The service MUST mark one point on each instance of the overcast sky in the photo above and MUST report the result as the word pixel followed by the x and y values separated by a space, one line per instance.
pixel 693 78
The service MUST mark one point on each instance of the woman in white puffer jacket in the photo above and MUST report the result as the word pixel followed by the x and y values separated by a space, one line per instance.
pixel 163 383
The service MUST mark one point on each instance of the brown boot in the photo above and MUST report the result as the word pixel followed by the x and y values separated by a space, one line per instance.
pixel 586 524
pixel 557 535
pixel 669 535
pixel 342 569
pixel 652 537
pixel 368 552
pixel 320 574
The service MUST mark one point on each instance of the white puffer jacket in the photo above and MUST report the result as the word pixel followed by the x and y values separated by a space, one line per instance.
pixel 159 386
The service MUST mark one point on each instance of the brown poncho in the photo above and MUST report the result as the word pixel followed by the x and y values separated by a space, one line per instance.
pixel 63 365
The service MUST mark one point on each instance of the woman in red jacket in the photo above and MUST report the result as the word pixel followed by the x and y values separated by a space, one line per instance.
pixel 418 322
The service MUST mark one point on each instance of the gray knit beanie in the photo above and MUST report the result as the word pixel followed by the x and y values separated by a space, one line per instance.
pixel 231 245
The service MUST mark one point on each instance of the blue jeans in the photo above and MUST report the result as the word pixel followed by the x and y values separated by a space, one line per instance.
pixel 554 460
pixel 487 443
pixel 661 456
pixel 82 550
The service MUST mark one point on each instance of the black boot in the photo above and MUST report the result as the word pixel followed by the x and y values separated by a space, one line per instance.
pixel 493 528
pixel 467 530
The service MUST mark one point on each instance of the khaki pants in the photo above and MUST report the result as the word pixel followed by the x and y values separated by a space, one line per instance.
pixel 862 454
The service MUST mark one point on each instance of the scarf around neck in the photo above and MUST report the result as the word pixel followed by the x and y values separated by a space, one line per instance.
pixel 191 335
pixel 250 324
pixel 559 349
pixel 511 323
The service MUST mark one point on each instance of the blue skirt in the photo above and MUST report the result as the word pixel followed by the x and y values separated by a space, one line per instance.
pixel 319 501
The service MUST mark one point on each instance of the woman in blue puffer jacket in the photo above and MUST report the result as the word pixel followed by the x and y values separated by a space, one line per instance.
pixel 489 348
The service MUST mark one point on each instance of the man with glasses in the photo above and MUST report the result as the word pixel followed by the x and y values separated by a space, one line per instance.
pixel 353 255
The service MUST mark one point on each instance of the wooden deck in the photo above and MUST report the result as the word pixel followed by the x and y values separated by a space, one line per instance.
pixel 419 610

━━━━━━━━━━━━━━━━━━━━━━━━━━━━━━

BRIEF:
Begin at the line that has "the man with" and stop after the last line of the items. Rewrite every line in that span, wording and answers alike, multiplying each x and y coordinate in the answers by 1.1 and rounding to whole numbers, with halves rounded up.

SOLUTION FOR THIS PROBLEM:
The service MUST mark one point on each instance of the man with glasses in the photo above and MUST report the result as the word pixel followed by the x and y values separated by a space, one line per instance.
pixel 388 281
The service MUST mark one point on each instance of the wooden deck in the photo above and MUST report the result as the word pixel followed by the x and y values separated by a space, one line per instance.
pixel 461 671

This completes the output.